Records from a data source
====

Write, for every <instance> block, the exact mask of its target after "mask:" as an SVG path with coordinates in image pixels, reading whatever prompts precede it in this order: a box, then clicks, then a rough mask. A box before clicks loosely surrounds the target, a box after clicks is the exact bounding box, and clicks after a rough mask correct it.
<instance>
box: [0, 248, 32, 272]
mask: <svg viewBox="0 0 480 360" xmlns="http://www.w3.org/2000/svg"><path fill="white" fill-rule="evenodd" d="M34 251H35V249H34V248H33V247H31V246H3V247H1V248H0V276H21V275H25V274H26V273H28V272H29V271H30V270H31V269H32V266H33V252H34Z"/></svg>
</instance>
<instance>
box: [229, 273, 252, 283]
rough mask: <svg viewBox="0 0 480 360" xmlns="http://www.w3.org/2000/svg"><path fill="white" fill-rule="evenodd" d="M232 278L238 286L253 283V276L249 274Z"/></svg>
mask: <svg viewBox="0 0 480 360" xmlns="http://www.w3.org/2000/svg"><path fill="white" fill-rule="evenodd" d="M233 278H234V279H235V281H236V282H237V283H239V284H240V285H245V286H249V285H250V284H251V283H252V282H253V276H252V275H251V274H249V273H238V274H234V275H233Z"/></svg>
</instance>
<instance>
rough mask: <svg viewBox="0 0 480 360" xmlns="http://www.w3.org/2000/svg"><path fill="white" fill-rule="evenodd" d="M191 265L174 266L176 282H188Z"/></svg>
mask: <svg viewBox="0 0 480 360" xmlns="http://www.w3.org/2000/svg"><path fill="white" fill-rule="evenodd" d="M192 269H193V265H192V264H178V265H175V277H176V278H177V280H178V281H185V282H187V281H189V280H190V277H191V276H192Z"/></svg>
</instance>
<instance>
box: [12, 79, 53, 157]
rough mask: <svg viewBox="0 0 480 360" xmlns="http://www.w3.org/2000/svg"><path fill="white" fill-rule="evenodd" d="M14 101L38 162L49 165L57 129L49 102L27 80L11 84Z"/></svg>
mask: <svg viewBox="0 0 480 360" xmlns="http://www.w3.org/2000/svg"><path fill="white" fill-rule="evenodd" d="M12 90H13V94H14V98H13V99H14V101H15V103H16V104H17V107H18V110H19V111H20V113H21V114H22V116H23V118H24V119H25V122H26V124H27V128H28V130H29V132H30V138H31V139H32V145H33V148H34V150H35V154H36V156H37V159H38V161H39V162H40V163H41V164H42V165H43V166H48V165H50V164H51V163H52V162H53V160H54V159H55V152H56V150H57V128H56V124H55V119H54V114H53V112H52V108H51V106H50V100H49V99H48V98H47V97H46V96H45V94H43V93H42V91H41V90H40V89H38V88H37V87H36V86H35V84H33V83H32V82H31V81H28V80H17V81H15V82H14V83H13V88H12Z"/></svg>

====

## EXERCISE DIRECTIONS
Give the entries again exactly as they stand.

## SOLUTION TO THE EXERCISE
Write, for every <instance> block, the exact mask of its target after "mask:" as an SVG path with coordinates in image pixels, reading whatever prompts precede it in this order: a box, then clicks, then a rough mask. A box before clicks loosely surrounds the target, a box after clicks is the exact bounding box, and clicks after a rough mask correct it.
<instance>
box: [0, 248, 32, 272]
mask: <svg viewBox="0 0 480 360" xmlns="http://www.w3.org/2000/svg"><path fill="white" fill-rule="evenodd" d="M34 251H35V249H34V248H33V247H31V246H3V247H1V248H0V276H21V275H25V274H26V273H28V272H29V271H30V270H31V269H32V266H33V252H34Z"/></svg>
</instance>
<instance>
box: [229, 273, 252, 283]
rough mask: <svg viewBox="0 0 480 360" xmlns="http://www.w3.org/2000/svg"><path fill="white" fill-rule="evenodd" d="M232 278L238 286L253 283V276L249 274Z"/></svg>
mask: <svg viewBox="0 0 480 360" xmlns="http://www.w3.org/2000/svg"><path fill="white" fill-rule="evenodd" d="M233 278H234V279H235V281H236V282H237V283H239V284H240V285H245V286H249V285H250V284H251V283H252V282H253V276H252V275H251V274H249V273H238V274H234V275H233Z"/></svg>
</instance>
<instance>
rough mask: <svg viewBox="0 0 480 360" xmlns="http://www.w3.org/2000/svg"><path fill="white" fill-rule="evenodd" d="M191 265L174 266L176 282H188Z"/></svg>
mask: <svg viewBox="0 0 480 360" xmlns="http://www.w3.org/2000/svg"><path fill="white" fill-rule="evenodd" d="M192 269H193V265H192V264H178V265H175V277H176V278H177V280H178V281H185V282H187V281H189V280H190V277H191V276H192Z"/></svg>
</instance>
<instance>
box: [12, 79, 53, 157]
rough mask: <svg viewBox="0 0 480 360" xmlns="http://www.w3.org/2000/svg"><path fill="white" fill-rule="evenodd" d="M14 101L38 162L49 165L57 129L49 102L27 80L11 84Z"/></svg>
mask: <svg viewBox="0 0 480 360" xmlns="http://www.w3.org/2000/svg"><path fill="white" fill-rule="evenodd" d="M12 90H13V94H14V98H13V99H14V101H15V103H16V104H17V107H18V110H19V111H20V113H21V114H22V116H23V118H24V119H25V122H26V124H27V128H28V130H29V132H30V138H31V139H32V145H33V148H34V150H35V154H36V156H37V159H38V161H39V162H40V163H41V164H42V165H43V166H48V165H50V164H51V163H52V162H53V160H54V159H55V152H56V150H57V128H56V124H55V119H54V114H53V112H52V108H51V106H50V100H49V99H48V98H47V97H46V96H45V94H43V93H42V91H41V90H40V89H38V88H37V87H36V86H35V84H33V83H32V82H31V81H28V80H17V81H15V82H14V83H13V88H12Z"/></svg>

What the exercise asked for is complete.